> **DATA FOR PROCESSING**
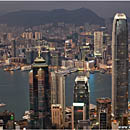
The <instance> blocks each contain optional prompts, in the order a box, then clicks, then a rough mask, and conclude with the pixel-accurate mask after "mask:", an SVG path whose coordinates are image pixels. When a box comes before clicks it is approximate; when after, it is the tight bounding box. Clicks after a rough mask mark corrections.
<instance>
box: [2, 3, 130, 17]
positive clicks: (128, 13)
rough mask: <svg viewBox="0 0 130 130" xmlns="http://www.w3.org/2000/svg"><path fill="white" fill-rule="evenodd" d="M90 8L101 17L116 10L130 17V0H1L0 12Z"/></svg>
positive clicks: (110, 15)
mask: <svg viewBox="0 0 130 130" xmlns="http://www.w3.org/2000/svg"><path fill="white" fill-rule="evenodd" d="M81 7H84V8H89V9H91V10H92V11H94V12H96V13H97V14H98V15H99V16H101V17H105V18H107V17H111V16H113V15H114V14H115V13H116V12H124V13H125V14H126V15H127V16H129V17H130V1H125V2H123V1H122V2H121V1H116V2H113V1H109V2H105V1H102V2H99V1H96V2H95V1H93V2H90V1H82V2H77V1H71V2H70V1H66V2H65V1H64V2H61V1H54V2H51V1H50V2H49V1H39V2H38V1H33V2H32V1H28V2H25V1H22V2H21V1H20V2H18V1H17V2H16V1H14V2H13V1H11V2H7V1H6V2H2V1H0V14H3V13H5V12H10V11H17V10H53V9H68V10H72V9H77V8H81Z"/></svg>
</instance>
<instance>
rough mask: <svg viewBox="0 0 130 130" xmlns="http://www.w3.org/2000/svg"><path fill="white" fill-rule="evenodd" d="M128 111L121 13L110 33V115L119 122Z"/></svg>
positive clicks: (127, 102) (126, 32)
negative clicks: (110, 71) (110, 42)
mask: <svg viewBox="0 0 130 130" xmlns="http://www.w3.org/2000/svg"><path fill="white" fill-rule="evenodd" d="M127 111H128V26H127V18H126V15H125V14H123V13H117V14H116V15H115V17H114V21H113V32H112V113H113V114H114V117H115V119H117V120H118V121H121V117H122V116H123V114H126V113H127Z"/></svg>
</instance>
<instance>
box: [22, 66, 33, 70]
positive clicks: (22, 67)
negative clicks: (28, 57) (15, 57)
mask: <svg viewBox="0 0 130 130" xmlns="http://www.w3.org/2000/svg"><path fill="white" fill-rule="evenodd" d="M29 70H31V65H29V66H23V67H21V71H29Z"/></svg>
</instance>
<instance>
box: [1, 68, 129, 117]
mask: <svg viewBox="0 0 130 130" xmlns="http://www.w3.org/2000/svg"><path fill="white" fill-rule="evenodd" d="M76 75H77V74H71V75H70V76H68V78H67V79H66V80H67V85H66V89H67V90H66V105H67V106H70V105H72V102H73V86H74V80H72V79H74V78H75V76H76ZM70 78H71V80H70ZM129 79H130V78H129ZM129 81H130V80H129ZM89 87H90V103H91V104H95V105H96V98H99V97H111V75H110V74H101V73H95V74H90V78H89ZM129 93H130V89H129ZM129 99H130V95H129ZM0 102H3V103H5V104H6V106H5V107H0V111H3V110H10V111H14V113H15V116H16V119H20V118H21V117H22V116H23V114H24V112H25V111H26V110H29V84H28V72H21V71H16V72H13V73H9V72H4V71H3V70H2V69H0Z"/></svg>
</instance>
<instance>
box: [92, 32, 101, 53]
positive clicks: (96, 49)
mask: <svg viewBox="0 0 130 130" xmlns="http://www.w3.org/2000/svg"><path fill="white" fill-rule="evenodd" d="M102 48H103V32H100V31H96V32H94V55H102Z"/></svg>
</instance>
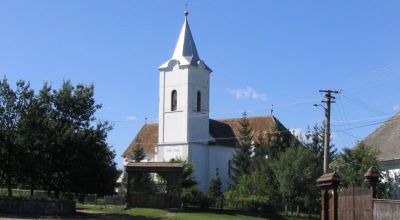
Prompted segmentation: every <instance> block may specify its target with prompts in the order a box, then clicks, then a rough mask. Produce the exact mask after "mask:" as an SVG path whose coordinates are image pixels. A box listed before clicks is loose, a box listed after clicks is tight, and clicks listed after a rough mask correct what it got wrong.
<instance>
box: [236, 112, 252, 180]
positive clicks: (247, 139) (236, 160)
mask: <svg viewBox="0 0 400 220" xmlns="http://www.w3.org/2000/svg"><path fill="white" fill-rule="evenodd" d="M239 123H240V129H239V146H238V147H237V148H235V151H234V154H233V157H232V167H231V169H232V173H231V176H230V177H231V179H232V181H233V185H236V184H237V183H238V179H239V178H240V176H241V175H246V174H250V172H251V161H252V159H251V156H252V144H253V143H252V141H253V129H252V127H251V126H250V121H249V119H248V118H247V117H246V113H243V118H241V119H240V122H239Z"/></svg>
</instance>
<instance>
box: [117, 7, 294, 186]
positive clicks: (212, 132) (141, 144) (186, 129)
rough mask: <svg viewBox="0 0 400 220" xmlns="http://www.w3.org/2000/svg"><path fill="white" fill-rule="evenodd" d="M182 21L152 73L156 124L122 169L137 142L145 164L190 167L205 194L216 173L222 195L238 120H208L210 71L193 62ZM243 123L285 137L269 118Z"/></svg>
mask: <svg viewBox="0 0 400 220" xmlns="http://www.w3.org/2000/svg"><path fill="white" fill-rule="evenodd" d="M187 16H188V13H187V12H185V21H184V23H183V27H182V30H181V32H180V35H179V39H178V42H177V44H176V47H175V51H174V53H173V55H172V58H171V59H169V60H168V61H167V62H165V63H164V64H163V65H161V66H160V67H159V68H158V69H159V71H160V75H159V76H160V78H159V79H160V82H159V117H158V123H157V124H145V125H144V126H143V127H142V129H141V130H140V131H139V133H138V134H137V135H136V137H135V138H134V139H133V141H132V143H131V144H130V145H129V146H128V148H127V149H126V151H125V152H124V154H123V157H124V163H125V164H127V163H128V162H129V161H130V155H131V154H132V152H133V150H134V148H135V146H136V144H137V143H138V142H140V143H141V145H142V147H143V148H144V151H145V153H146V158H145V159H144V161H146V162H169V161H170V160H171V159H174V158H181V159H184V160H189V161H191V162H192V163H193V164H194V167H195V171H194V176H195V178H196V180H197V181H198V182H199V189H200V190H202V191H206V190H207V188H208V184H209V181H210V180H211V179H212V178H214V176H215V170H216V169H219V174H220V178H221V180H222V182H223V189H224V190H226V189H227V186H228V181H229V173H230V167H231V166H230V163H231V159H232V156H233V153H234V149H235V147H236V146H237V144H238V134H239V128H240V123H239V121H240V118H233V119H218V120H213V119H210V118H209V96H210V74H211V72H212V70H211V69H210V67H208V66H207V65H206V63H205V62H204V61H203V60H201V59H200V57H199V54H198V52H197V49H196V46H195V43H194V40H193V36H192V33H191V31H190V28H189V23H188V18H187ZM249 121H250V125H251V126H252V128H253V129H254V132H255V133H257V134H263V133H264V134H267V133H268V132H270V131H272V130H273V129H275V128H277V129H278V130H280V131H284V132H289V131H288V130H287V129H286V128H285V127H284V126H283V125H282V124H281V123H280V122H279V121H278V120H277V119H276V118H275V117H273V116H263V117H250V118H249ZM289 133H290V132H289ZM290 135H291V134H290Z"/></svg>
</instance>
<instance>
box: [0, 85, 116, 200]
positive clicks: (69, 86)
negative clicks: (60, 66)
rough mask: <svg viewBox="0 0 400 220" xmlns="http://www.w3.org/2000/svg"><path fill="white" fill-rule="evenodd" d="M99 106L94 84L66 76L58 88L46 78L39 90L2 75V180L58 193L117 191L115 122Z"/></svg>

> **EXERCISE REQUIREMENTS**
Starting from the first line of the listing above, write out every line exactly through the one containing "positive clicks: (128, 13)", and drop the pictures.

> **EXERCISE RESULT**
The <instance> blocks each contain optional prompts, in the order a box, then clicks, then a rough mask, and conclude with the pixel-accurate mask after "mask:", an SVG path whose coordinates are image pixels. When a box comes before clicks it is approximate; when after, it is the tight bounding box. Clicks after a rough mask mark corrections.
<instance>
box: [2, 3, 130, 17]
positive clicks: (128, 13)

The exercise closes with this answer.